PROBLEM TO WORK ON:
Reproduce all of the entries below exactly, without images.

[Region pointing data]

++++++

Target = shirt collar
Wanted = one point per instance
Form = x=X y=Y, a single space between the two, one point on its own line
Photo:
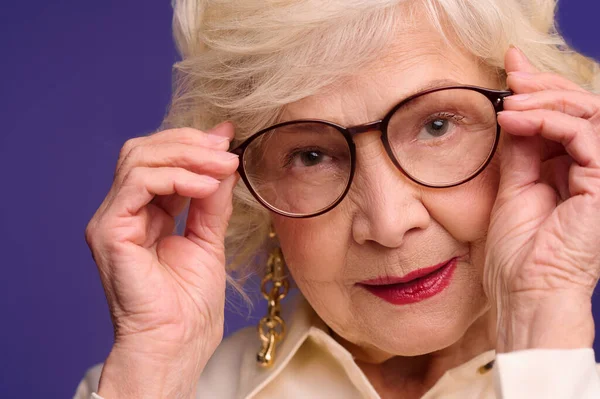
x=303 y=323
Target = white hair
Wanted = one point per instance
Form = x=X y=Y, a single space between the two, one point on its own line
x=243 y=60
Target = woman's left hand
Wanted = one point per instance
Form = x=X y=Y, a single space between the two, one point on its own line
x=543 y=247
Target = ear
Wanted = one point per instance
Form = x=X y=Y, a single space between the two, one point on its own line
x=516 y=61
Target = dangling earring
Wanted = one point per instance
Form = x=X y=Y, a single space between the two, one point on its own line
x=271 y=328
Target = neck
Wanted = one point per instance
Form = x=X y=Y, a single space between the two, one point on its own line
x=411 y=377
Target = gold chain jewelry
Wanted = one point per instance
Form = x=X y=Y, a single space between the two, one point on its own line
x=271 y=328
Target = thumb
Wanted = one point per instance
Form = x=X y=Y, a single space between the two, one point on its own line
x=208 y=217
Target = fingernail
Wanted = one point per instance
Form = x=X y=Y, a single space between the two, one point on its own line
x=216 y=139
x=209 y=180
x=518 y=97
x=218 y=127
x=230 y=155
x=521 y=75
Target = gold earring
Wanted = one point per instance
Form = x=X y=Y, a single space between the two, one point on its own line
x=271 y=328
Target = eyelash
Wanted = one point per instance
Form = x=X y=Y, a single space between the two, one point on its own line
x=443 y=115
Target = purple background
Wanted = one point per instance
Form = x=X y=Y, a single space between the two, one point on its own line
x=78 y=79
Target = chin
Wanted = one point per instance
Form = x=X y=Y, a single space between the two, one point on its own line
x=425 y=327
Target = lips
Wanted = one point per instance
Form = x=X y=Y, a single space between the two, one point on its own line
x=414 y=287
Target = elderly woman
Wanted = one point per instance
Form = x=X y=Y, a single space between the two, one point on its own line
x=427 y=172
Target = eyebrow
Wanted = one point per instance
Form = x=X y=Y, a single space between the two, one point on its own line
x=432 y=84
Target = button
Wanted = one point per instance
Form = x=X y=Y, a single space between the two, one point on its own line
x=485 y=368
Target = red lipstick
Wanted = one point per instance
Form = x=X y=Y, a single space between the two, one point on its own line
x=415 y=286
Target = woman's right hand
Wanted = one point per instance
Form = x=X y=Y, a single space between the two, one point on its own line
x=165 y=292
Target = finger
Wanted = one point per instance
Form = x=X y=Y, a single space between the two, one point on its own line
x=524 y=77
x=216 y=163
x=172 y=204
x=575 y=134
x=143 y=183
x=555 y=173
x=575 y=103
x=217 y=138
x=208 y=217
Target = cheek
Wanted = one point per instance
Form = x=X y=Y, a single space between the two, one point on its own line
x=313 y=254
x=464 y=211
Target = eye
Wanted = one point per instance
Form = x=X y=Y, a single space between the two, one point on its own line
x=308 y=158
x=437 y=128
x=439 y=125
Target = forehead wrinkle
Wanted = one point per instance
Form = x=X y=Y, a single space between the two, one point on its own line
x=418 y=60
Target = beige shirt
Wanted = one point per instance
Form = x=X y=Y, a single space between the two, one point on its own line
x=311 y=364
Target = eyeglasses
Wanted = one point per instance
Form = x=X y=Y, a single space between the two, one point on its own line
x=438 y=138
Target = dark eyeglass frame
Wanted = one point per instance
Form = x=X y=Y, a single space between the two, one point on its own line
x=496 y=97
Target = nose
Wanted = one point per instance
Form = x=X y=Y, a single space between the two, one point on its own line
x=387 y=205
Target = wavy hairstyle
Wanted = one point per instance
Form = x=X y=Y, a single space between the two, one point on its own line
x=244 y=60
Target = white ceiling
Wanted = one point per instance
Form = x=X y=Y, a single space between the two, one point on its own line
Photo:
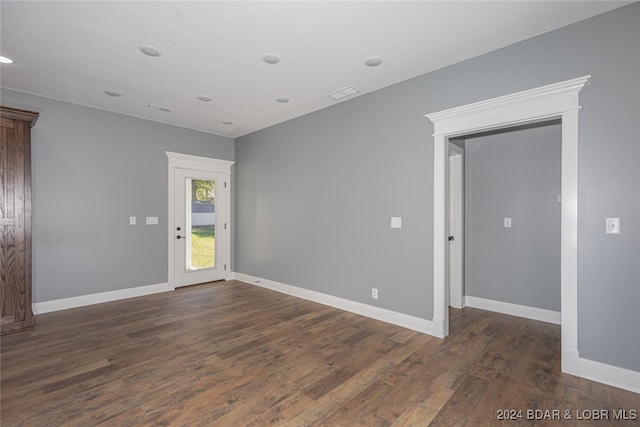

++++++

ANSWER FOR THE TASK:
Target = shirt collar
Wanted = one point per instance
Form = x=X y=Y, a single space between the two, one point on its own line
Photo:
x=303 y=323
Target = white hair
Wanted = one point per instance
Form = x=X y=Y, a single space between the two, one point on its own line
x=243 y=60
Target = woman's left hand
Wanted = one point per instance
Form = x=X y=Y, a single space between the two, one point on its own line
x=543 y=247
Target = ear
Wanted = one point per instance
Form = x=X y=Y, a single space between the two, one point on its own line
x=516 y=61
Target = dangling earring
Wanted = one point per instance
Form = x=X y=Y, a single space between the two, one point on its own line
x=271 y=328
Target = neck
Wanted = one point per instance
Form = x=X y=Y, a single space between the two, one point on its own line
x=411 y=377
Target = gold chain jewelry
Wanted = one point per instance
Form = x=X y=Y, a single space between the two, one point on its own line
x=271 y=328
Target = thumb
Wanted = one point per instance
Form = x=X y=Y, a single space between the two, one point on its own line
x=208 y=217
Target = fingernail
Wanted = one point per instance
Form = x=X y=Y, a single space between the two, one point on its own line
x=216 y=139
x=209 y=180
x=518 y=97
x=218 y=127
x=230 y=155
x=521 y=75
Target = gold earring
Wanted = one point per instance
Form = x=X y=Y, a single space between the two, one point on its own line
x=271 y=328
Target = eyelash
Wanted = one point per instance
Form = x=X y=Y, a single space between the two, one point on its own line
x=443 y=115
Target = purple background
Wanted = one point per instance
Form = x=X y=Y, a single space between the two, one point on its own line
x=78 y=79
Target = chin
Wanted = one point per instance
Form = x=X y=Y, a single space between the two, one point on its own line
x=425 y=327
Target = lips
Wanted = one point per instance
Form = x=X y=Y, a single space between the two, one point on its own line
x=414 y=287
Target = elderly woman
Wanted = one point per instance
Form = x=X y=Y, a single space between the two, one point on its own line
x=427 y=172
Target = eyebrow
Wanted = one point per instance
Form = x=X y=Y, a single space between the two, one point on its own line
x=432 y=84
Target = button
Wanted = one point per instance
Form = x=X y=Y, a single space between the two, one point on its own line
x=485 y=368
Target = red lipstick
Wanted = one point per instance
Form = x=X y=Y, a single space between the two, one point on its own line
x=415 y=286
Target = woman's right hand
Wanted = one point per instance
Form = x=X y=Y, a single space between the two, one point on its own line
x=165 y=292
Target = finger
Wanted = one point per instance
Form = x=X y=Y, a single space between the two, one point on its own line
x=524 y=77
x=216 y=163
x=172 y=204
x=575 y=134
x=143 y=183
x=555 y=173
x=575 y=103
x=217 y=138
x=208 y=217
Target = cheek
Wanted = one point per instance
Form = x=X y=Y, a single space between the two, one point on its own line
x=313 y=254
x=464 y=211
Target = eye
Wanted = one point per instance
Form = x=X y=Y, a single space between the two, one point on its own line
x=308 y=158
x=437 y=128
x=439 y=125
Target = forehead wrinkle
Wanted = one point per instance
Form = x=X y=Y, a single space between the two, one point on its own line
x=418 y=60
Target = beige shirt
Wanted = one point per instance
Form = x=X y=Y, a single space between the two, one point on its own line
x=311 y=364
Target = eyeglasses
Wanted = one point per instance
Form = x=X y=Y, a single space between the two, one point on its own line
x=438 y=138
Target = dark eyeglass frame
Wanted = one point per instance
Form = x=X y=Y, a single space between the two, one point on its own line
x=496 y=97
Target = nose
Wanted = one point per instance
Form = x=X y=Y, a single space between the two, one point on its own line
x=387 y=205
Target = wavy hairstyle
Wanted = one point per instance
Form = x=X y=Y, a single space between the two, one point on its own line
x=244 y=60
Target = white ceiling
Wanted = one point per instance
Form = x=X y=Y, a single space between the two, one point on its own line
Photo:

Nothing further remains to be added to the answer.